▸ **本文**
◇ ◇ ◇ ◇ ◇ ◇ ◇

避難生活で食事が困難に 災害に備える“入れ歯データのバックアップ”とは
池田医師にはもう一つ気になっていることがあるという。東日本大震災では、震災で入れ歯をなくしてしまい、食事が困難になり、免疫や体力が低下してしまう高齢者も多かったという点だ。
池田昭理事長
「東日本大震災は昼食後の時間帯に発生した災害だったため、食後に入れ歯を外していた状態で、着の身着のまま避難をした人が多くいらしたそうです。そのため、5人に1人が入れ歯をなくしてしまったと言われています。
そして被災地に届けられる食事は、おにぎりやパンなどの炭水化物が多く、入れ歯がない高齢者にとって、そういった食べ物は、冷えてしまうと噛むことも、飲み込むことも困難になってしまい、低栄養状態になる人もいたといいます」

しっかり食べるには“歯”が必要だ。通常入れ歯を作るには型を取り、かみ合わせや歯並びのチェックなどで通院回数は4回以上、完成までに1か月程度はかかるという。東日本大震災では歯科医療チームが総動員で入れ歯の製作にあたったものの、地元の歯科医院も被災してカルテも残っておらず、提供までには数か月かかったそうだ。
池田医師は、入れ歯のデータをクラウド保存することが、今後の防災の鍵になると感じているという。池田医師自身も、無料で入れ歯のデジタルコピーとデータのクラウド保存を行っている。

池田昭理事長
「例えば、スマートフォンはバックアップをとっていると思うので、無くしたり、壊したりしても、新しいスマートフォンを購入すれば以前と変わらずに使うことができますよね。
入れ歯も同じように、もしものときの備えとして、データを預けておけば、全国各地の提携歯科医院の3Dプリンターを使って、最短翌日には同じ入れ歯を使うことができるように取り組んでいます」
過去の震災を振り返っても決して軽んじてはいけない口腔ケア。いま避難所でできることを確認するのと同時に、未来に起きるかもしれない災害に備えていくことも、大切になりそうだ。

◇ ◇ ◇ ◇ ◇ ◇ ◇

▸ **提示情報**
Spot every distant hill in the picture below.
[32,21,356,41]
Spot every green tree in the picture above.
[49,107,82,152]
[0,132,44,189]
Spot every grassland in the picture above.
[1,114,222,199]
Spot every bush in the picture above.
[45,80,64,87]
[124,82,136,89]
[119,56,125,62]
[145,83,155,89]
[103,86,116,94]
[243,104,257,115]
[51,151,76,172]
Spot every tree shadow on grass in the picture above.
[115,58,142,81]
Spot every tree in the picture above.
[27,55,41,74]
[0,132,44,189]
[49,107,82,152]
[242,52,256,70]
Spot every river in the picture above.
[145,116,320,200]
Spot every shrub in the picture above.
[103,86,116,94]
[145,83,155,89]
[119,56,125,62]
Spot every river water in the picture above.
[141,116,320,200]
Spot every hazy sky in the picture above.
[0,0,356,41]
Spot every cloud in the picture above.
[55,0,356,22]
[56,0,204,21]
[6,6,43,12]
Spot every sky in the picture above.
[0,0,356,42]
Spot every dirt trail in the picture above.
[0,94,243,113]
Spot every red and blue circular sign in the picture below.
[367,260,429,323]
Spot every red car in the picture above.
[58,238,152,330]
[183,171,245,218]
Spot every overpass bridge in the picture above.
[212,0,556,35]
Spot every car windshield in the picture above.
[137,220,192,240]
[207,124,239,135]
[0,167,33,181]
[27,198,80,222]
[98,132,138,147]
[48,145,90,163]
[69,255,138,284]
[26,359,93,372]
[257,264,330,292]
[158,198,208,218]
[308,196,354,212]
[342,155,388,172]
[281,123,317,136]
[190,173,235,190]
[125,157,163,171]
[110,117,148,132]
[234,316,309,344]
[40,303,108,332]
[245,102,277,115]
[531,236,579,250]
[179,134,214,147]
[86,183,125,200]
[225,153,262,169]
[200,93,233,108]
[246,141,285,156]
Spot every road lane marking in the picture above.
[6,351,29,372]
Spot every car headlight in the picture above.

◇ ◇ ◇ ◇ ◇ ◇ ◇

▸ **課題一覧**
1. 本文において、入れ歯の完成、提供、または使用が可能になるまでの時間として述べられている表現をすべて挙げてください。
2. 本文によれば、東日本大震災では入れ歯をなくした人はどの程度の割合だったと言われていますか。
3. 本文のうち、「そして被災地に届けられる食事」を含む語句から書き始め、「ずに使うことができますよね。」の後で終わる部分を、一字一句違えずに書き写してください。

▸ **想定解答**
1. 1か月程度、数か月、最短翌日

2. 5人に1人です。

3.
そして被災地に届けられる食事は、おにぎりやパンなどの炭水化物が多く、入れ歯がない高齢者にとって、そういった食べ物は、冷えてしまうと噛むことも、飲み込むことも困難になってしまい、低栄養状態になる人もいたといいます」

しっかり食べるには“歯”が必要だ。通常入れ歯を作るには型を取り、かみ合わせや歯並びのチェックなどで通院回数は4回以上、完成までに1か月程度はかかるという。東日本大震災では歯科医療チームが総動員で入れ歯の製作にあたったものの、地元の歯科医院も被災してカルテも残っておらず、提供までには数か月かかったそうだ。
池田医師は、入れ歯のデータをクラウド保存することが、今後の防災の鍵になると感じているという。池田医師自身も、無料で入れ歯のデジタルコピーとデータのクラウド保存を行っている。

池田昭理事長
「例えば、スマートフォンはバックアップをとっていると思うので、無くしたり、壊したりしても、新しいスマートフォンを購入すれば以前と変わらずに使うことができますよね。